[[ TEXT PROVIDED, beginning ]]

NCT has entered the start of the new NCT supply year (1 November 2022) and it is certainly worth reflecting on the current circumstances facing the co-operative, a marketing organisation, representing independent timber growers and suppliers from within the South African forestry industry and those of our fellow forestry industry organisations.
We are all arguably in the best market position that we have ever been in. Illustrating this from our own perspective we find that literally every tonne of our available supply is being absorbed into the market demand meaning that we are technically sold out for the year and this before our supply year even kicks fully into gear!
Global demand and competition for timber has peaked in recent months. Events in Europe have seen timber shortages due to a lockdown of critical Russian supply and of course the war has created a significant demand for energy translating into a call for green biomass as fuel.
High global oil prices have increased diesel prices exponentially and the steep cost of transport and freight is forcing buyers to become even more focussed on reliable, efficient supply to reduce or at least control time and distance related costs. This places severe pressure on us as timber and product suppliers to perform optimally and is the reason that NCT and fellow organisations, continue to make repeated calls on timber suppliers to ensure reliable and quality supply.
We all just cannot afford to slip up in this regard.

[[ TEXT PROVIDED, end ]]
[[ DATA RECORDS, beginning ]]

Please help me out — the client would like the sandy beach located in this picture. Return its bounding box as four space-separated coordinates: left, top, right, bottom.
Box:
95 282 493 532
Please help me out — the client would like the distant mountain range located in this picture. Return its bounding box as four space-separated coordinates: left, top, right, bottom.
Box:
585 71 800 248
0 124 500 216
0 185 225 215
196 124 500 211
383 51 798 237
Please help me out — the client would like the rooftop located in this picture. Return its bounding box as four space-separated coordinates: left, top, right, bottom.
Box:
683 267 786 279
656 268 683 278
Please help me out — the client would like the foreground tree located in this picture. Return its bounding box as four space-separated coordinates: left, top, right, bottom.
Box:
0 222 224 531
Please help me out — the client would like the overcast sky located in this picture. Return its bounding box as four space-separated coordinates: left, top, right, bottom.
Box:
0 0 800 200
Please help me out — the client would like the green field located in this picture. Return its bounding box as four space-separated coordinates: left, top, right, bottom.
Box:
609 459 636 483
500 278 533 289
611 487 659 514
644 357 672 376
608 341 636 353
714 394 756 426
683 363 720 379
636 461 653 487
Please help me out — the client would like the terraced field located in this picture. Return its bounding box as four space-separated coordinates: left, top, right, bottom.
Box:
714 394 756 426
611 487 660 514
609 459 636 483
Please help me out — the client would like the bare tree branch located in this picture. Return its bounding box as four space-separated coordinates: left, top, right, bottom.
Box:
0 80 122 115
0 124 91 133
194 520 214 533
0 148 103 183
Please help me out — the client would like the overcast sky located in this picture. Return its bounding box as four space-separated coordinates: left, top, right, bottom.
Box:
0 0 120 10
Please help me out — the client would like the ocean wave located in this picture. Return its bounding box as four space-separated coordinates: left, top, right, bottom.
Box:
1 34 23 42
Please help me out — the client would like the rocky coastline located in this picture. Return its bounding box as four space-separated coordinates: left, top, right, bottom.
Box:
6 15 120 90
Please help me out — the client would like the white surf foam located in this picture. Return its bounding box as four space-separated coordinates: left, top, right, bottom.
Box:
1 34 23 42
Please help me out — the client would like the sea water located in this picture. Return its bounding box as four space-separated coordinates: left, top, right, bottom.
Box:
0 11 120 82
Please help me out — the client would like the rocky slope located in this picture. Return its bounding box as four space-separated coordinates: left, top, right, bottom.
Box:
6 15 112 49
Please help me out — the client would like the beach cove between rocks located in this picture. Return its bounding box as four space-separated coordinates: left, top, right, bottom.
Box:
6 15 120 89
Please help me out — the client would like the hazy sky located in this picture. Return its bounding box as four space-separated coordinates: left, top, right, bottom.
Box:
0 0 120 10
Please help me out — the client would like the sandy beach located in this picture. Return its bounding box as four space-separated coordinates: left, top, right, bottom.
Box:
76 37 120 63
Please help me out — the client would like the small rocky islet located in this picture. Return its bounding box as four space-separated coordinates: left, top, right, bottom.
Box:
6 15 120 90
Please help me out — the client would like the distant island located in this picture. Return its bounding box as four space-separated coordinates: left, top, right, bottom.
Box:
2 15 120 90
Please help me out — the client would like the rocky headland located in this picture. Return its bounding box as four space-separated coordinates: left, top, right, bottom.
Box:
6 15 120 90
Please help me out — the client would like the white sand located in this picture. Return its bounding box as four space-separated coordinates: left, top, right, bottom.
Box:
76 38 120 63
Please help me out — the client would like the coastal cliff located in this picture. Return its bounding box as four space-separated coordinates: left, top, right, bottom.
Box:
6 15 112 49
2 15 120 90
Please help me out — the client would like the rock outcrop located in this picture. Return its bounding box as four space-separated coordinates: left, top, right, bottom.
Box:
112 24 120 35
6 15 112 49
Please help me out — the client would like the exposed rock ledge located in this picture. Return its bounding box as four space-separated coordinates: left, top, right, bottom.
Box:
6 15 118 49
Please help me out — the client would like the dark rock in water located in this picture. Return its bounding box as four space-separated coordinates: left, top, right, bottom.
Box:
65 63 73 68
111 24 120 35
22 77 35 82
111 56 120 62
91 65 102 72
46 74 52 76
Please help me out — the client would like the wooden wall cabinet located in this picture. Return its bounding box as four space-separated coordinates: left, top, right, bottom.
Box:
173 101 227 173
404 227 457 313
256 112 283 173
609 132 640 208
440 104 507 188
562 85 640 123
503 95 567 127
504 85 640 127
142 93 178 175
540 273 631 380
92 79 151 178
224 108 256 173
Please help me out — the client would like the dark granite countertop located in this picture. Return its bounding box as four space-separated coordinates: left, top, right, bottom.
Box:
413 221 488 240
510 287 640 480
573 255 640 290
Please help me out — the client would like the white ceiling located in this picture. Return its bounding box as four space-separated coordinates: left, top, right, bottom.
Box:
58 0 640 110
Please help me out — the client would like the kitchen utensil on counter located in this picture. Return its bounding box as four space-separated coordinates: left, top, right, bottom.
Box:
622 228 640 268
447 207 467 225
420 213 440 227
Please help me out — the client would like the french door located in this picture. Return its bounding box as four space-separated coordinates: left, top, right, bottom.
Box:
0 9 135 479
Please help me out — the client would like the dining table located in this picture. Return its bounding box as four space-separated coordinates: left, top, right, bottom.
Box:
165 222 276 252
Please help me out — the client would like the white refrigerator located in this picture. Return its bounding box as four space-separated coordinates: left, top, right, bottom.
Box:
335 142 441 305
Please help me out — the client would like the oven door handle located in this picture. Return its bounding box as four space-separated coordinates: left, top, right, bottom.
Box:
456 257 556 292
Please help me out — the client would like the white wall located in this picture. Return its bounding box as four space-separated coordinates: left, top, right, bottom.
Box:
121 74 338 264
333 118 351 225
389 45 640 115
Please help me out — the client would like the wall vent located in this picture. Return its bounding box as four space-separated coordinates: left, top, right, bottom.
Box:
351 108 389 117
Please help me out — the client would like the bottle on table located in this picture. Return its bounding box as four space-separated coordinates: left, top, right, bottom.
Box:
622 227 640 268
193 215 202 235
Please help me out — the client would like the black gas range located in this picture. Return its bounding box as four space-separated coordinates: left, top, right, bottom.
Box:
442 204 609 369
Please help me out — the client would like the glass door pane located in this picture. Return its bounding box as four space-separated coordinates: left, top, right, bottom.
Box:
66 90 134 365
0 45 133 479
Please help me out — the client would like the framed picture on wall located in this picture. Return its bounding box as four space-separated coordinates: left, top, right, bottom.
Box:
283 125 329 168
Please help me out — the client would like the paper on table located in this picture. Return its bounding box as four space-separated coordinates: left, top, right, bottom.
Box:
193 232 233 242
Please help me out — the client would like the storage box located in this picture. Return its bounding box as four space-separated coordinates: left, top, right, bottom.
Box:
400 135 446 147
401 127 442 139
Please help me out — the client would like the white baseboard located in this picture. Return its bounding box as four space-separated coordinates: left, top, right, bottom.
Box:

[[ DATA RECORDS, end ]]

▶ **WHAT THIS EXERCISE ASKS**:
(1) Answer these questions from the NCT text:
(a) On what date did the new NCT supply year begin?
(b) What caused timber shortages in Europe?
(c) What has pushed diesel prices up?
(2) Retype the part of the NCT text starting at "NCT has entered" and ending at "forestry industry organisations.".
(3) Does the NCT text support each statement? Answer yes or no, and quote the words that decide it.
(a) NCT represents independent timber growers and suppliers in the South African forestry industry.
(b) NCT still has a large amount of unsold supply for the year.
(c) The war has lowered the demand for energy.

▶ **LIST OF SOLUTIONS**:
(1)
(a) 1 November 2022
(b) A lockdown of critical Russian supply
(c) High global oil prices

(2)
NCT has entered the start of the new NCT supply year (1 November 2022) and it is certainly worth reflecting on the current circumstances facing the co-operative, a marketing organisation, representing independent timber growers and suppliers from within the South African forestry industry and those of our fellow forestry industry organisations.

(3)
(a) Yes: "representing independent timber growers and suppliers from within the South African forestry industry"
(b) No: "we are technically sold out for the year"
(c) No: "the war has created a significant demand for energy"